++++ Extracted text ++++
Zero-Shot Visual Concept Recognition
Recognizing existing visual concepts from an image or a video

The concept recognition analysis service is used to detect one or more concepts that can describe a visual scene or an image.
Input: Image file or video file. You can specify which frames are to be processed from the video file.
Output: A sorted list of detected concepts will be returned for the image or each processed video frame. The list is sorted by the confidence score that is associated with each detected concept.
Model:
The concept recognition analysis service is using the multi-modal CLIP model from OpenAI in a zero-shot classification manner. This allows the user to modify or create a new concept-bank to be detected from query images or videos, without the need to retrain the model. Each concept in the bank can be defined using natural language sentences or paragraphs with up to 1024 characters (e.g., “A visual showing prediction of rainy weather”), and an associated label to be returned in the result (e.g., “weather forecast – rainy”). A default concept-bank is provided to detect many useful visual concepts seen in commonly broadcast content (e.g., news, sports, weather).
++++
* Problem to work on *
Pick up the text on zero-shot visual concept recognition after its last sentence and continue it for a paragraph or two.
++++ Information provided ++++
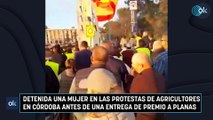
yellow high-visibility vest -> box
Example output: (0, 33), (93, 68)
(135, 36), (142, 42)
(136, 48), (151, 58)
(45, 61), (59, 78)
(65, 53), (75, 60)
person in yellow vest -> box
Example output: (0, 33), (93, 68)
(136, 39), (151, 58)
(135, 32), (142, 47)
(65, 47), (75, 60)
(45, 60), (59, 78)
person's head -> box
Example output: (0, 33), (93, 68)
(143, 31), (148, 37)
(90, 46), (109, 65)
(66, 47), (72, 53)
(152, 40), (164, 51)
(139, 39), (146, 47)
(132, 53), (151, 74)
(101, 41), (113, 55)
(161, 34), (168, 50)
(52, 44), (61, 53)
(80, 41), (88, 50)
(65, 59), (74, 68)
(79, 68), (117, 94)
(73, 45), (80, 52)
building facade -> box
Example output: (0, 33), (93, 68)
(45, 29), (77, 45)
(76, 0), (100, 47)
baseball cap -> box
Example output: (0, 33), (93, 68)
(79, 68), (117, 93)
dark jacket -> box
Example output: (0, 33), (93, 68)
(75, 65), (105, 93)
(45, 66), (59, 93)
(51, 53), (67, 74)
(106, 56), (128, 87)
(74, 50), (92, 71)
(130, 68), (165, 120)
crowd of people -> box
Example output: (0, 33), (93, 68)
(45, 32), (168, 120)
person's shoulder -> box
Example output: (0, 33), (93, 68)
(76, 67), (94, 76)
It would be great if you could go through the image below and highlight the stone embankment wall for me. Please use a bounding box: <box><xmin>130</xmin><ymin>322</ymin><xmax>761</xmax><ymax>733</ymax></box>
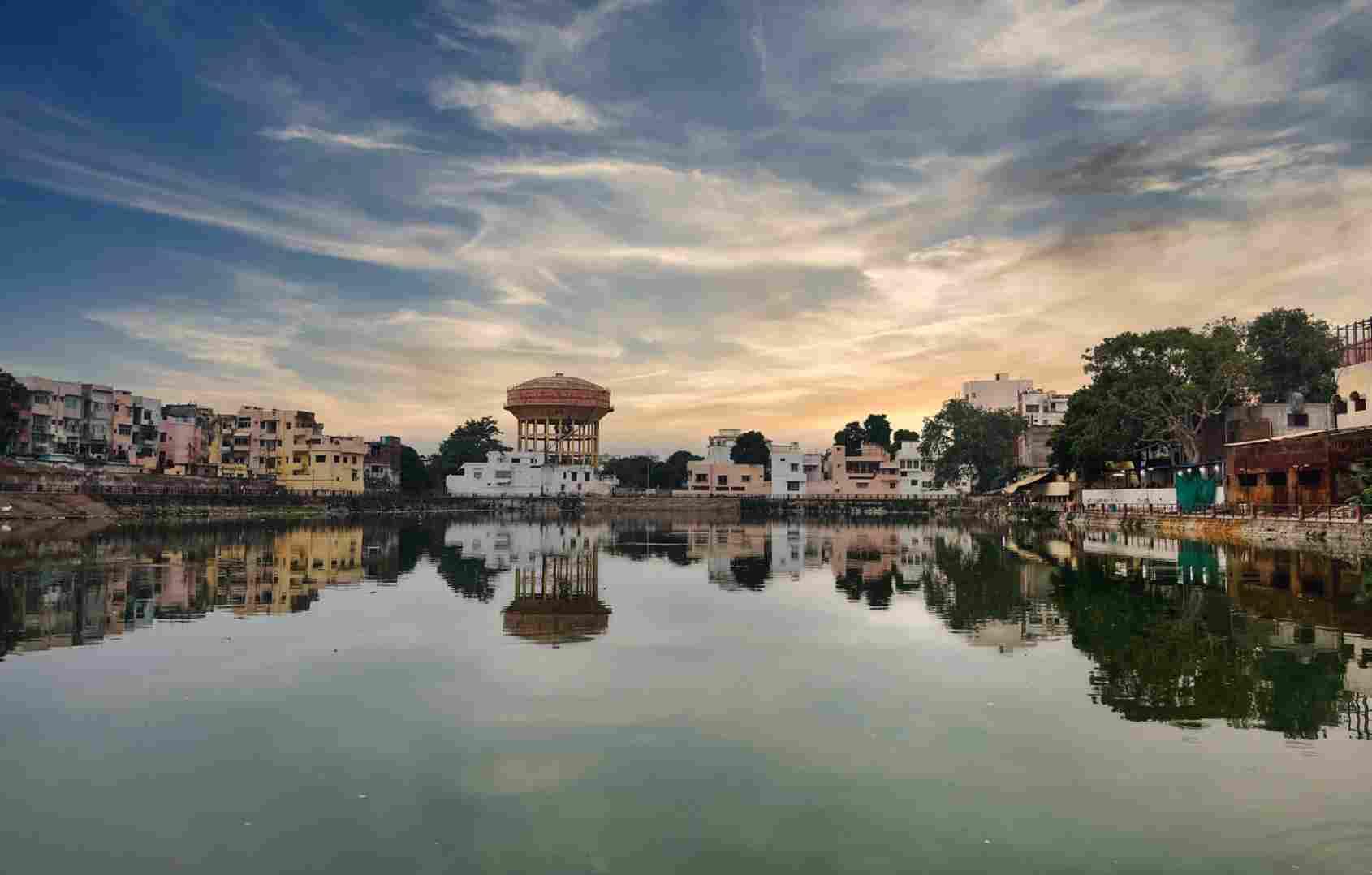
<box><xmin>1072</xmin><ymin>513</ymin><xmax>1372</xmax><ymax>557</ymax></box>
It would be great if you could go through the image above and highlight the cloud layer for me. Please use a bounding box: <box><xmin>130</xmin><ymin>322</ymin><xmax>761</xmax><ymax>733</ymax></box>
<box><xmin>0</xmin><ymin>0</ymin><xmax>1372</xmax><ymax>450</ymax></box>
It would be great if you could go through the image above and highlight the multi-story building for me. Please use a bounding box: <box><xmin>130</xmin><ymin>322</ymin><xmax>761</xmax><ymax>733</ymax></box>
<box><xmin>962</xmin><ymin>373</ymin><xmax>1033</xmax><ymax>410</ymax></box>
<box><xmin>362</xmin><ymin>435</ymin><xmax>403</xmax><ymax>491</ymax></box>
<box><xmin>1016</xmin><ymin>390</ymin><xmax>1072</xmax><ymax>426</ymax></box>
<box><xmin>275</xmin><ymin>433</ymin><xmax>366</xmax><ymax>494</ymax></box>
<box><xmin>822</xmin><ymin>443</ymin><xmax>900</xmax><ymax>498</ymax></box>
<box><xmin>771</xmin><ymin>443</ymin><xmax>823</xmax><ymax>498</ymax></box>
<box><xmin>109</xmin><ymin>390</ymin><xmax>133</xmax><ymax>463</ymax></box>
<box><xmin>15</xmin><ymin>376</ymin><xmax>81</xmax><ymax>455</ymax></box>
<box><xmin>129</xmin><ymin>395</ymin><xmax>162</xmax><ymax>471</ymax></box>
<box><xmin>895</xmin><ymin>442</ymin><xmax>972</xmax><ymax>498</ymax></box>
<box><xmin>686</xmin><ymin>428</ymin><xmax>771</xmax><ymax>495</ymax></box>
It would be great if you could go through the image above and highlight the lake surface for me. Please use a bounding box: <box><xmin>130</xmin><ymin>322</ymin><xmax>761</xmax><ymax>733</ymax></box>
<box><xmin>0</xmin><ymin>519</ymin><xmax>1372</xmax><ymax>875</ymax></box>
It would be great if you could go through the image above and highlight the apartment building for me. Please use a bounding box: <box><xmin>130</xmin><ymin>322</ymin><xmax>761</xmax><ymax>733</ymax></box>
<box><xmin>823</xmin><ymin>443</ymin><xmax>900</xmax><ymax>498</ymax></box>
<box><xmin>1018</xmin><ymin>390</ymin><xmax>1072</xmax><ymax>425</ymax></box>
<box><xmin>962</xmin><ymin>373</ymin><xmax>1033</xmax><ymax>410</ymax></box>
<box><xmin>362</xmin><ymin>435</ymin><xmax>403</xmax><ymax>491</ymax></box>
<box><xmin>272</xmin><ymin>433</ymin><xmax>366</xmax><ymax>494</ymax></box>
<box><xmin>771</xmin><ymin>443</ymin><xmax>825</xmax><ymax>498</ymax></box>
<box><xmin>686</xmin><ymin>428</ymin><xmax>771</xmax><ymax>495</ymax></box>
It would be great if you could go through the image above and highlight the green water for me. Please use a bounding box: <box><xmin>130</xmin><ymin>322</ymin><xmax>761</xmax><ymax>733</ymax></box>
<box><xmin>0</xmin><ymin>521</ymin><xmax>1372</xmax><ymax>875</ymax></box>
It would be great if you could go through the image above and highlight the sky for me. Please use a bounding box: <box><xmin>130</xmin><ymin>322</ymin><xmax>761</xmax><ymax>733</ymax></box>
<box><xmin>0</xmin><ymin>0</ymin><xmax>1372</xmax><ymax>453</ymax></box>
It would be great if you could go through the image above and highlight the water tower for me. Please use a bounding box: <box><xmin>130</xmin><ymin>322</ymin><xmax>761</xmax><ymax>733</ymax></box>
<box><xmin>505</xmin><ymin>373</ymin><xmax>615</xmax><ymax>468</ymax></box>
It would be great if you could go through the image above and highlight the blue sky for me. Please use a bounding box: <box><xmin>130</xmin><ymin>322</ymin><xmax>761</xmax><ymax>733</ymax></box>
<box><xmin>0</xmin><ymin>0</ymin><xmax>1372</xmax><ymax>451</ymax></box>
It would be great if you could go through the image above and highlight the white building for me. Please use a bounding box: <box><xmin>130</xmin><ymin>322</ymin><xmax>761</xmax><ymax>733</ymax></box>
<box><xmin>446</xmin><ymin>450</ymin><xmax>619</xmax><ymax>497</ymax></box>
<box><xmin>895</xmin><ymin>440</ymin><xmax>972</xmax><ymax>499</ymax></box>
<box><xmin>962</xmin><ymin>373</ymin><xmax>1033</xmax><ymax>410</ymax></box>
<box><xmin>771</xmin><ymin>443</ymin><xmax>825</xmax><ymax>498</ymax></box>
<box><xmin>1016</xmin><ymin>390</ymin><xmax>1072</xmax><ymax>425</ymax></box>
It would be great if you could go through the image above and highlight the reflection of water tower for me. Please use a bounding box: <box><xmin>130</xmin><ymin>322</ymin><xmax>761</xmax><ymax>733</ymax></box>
++++
* Reply *
Results details:
A ranked list of recognized concepts with their confidence scores will be returned by the concept recognition analysis service. The number of recognized concepts may vary for different image entries.
References:
- Alec Radford, Jong Wook Kim, Chris Hallacy, Aditya Ramesh, Gabriel Goh, Sandhini Agarwal, Girish Sastry, Amanda Askell, Pamela Mishkin, Jack Clark, Gretchen Krueger and Ilya Sutskever. “Learning Transferable Visual Models from Natural Language Supervision.” International Conference on Machine Learning (2021).